**Problem to solve**:
Please reproduce word for word the portion of the interview with Father Gerard Tully below that opens with "Did you ever" and closes with "being a priest?".

**Page excerpt**:
Start of Block
Father Gerard Tully embraces Mother Mary after leaving Ma Bell
Father Gerard Tully, CSP, is the associate pastor at Immaculate Conception Church in Knoxville, his first assignment in the southern United States.
He has served in Arizona, Texas, Oregon, Rome, and Canada. Father Tully was the elder of two sons born to Anne and the late Matthew Tully in New York. He was educated in Catholic schools through high school and graduated from Cathedral Preparatory Seminary, the minor seminary for the Archdiocese of New York. Father Tully graduated from Manhattan College and worked for Bell Telephone Co. as a trainer for several years prior to joining the Paulists. He was ordained May 14, 1994, at St. Paul the Apostle Church in New York by Bishop Frank J. Rodimer.
When did you first think about a vocation to the priesthood?
I think the seeds were planted in elementary school. I remember once when I was in fifth grade, we were doing one of these projects about what you want to be when you grow up and we had to do research. At the time, one thing that fascinated me was aerospace. I was thinking I wanted to be an airline pilot or an astronaut. I told this to my fifth-grade teacher, Sister Rowena, and she said, “No, you’re going to be a priest.” I said, “Really, you think so?”
What process did you follow to test your vocation?
When it was time for high school, I was encouraged by one of our parish priests to look at going to the minor seminary. I had four very happy years there, but at that time I wasn’t really too sure—I still wanted to test it a little bit. I decided to go to a liberal arts college, Manhattan College, run by the Christian Brothers.
I ended up being hired by the Bell system and afterwards worked for Nynex, the spinoff of Bell, for a couple of years. During that time, my father had gotten sick and I didn’t want to do anything until I saw how that all settled down. My father died in 1986 and at that point I was glad that I had waited and I remember about two years after that, I finally said to myself, OK, I don’t see myself staying in corporate America and I knew it really wasn’t for me. I realized I wanted to do something in terms of a more ministerial background, so I started the process up again.
Did you ever consider being a diocesan priest or were you prepared for what it would mean to be an order priest?
When I was looking at and thinking about becoming a diocesan priest, one of the things that I realized was that if I became a diocesan priest, I was pretty much going to be in a parish by myself and I really didn’t want that. I really need people around me, people to live with, and that’s why I felt that I really wanted a religious community to live in.
What are some of the other things you enjoy about being a priest?
I enjoy working with children. When you talk to the kids, they have a way of bringing you back down to earth. When you’re talking to some of those kids and you listen to their understanding of who Jesus is and how God loves them, it just really, for me as a priest, just brings me back to where I need to be functioning in that ministry. I find, too, that I enjoy doing hospital ministry. What I often find is it’s always great to go see the patients, but sometimes a lot of the work you can do as a priest is with the staff.
What do you find most challenging?
When people come at you with that rhetorical, age-old, metaphysical question, “Why?” Why is this happening to me? Or where is God, particularly when you find people encountering setback after setback. It’s a tough one to answer and I just tell people that’s the meaning of the Incarnation, the Word made flesh. God truly entered into the human estate to be one with us and share with us in all these experiences and that’s what people really need to be reminded of. You’re not going through this alone because you have a faith community around you.
End of Block
**Provided information**:
Start of Block
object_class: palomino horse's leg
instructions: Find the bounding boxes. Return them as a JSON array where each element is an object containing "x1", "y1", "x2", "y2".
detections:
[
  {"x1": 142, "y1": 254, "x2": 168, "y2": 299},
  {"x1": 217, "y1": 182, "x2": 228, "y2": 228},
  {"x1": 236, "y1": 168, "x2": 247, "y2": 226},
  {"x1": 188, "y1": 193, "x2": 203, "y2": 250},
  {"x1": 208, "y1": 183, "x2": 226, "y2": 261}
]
End of Block
**Answer space**:
Did you ever consider being a diocesan priest or were you prepared for what it would mean to be an order priest?
When I was looking at and thinking about becoming a diocesan priest, one of the things that I realized was that if I became a diocesan priest, I was pretty much going to be in a parish by myself and I really didn’t want that. I really need people around me, people to live with, and that’s why I felt that I really wanted a religious community to live in.
What are some of the other things you enjoy about being a priest?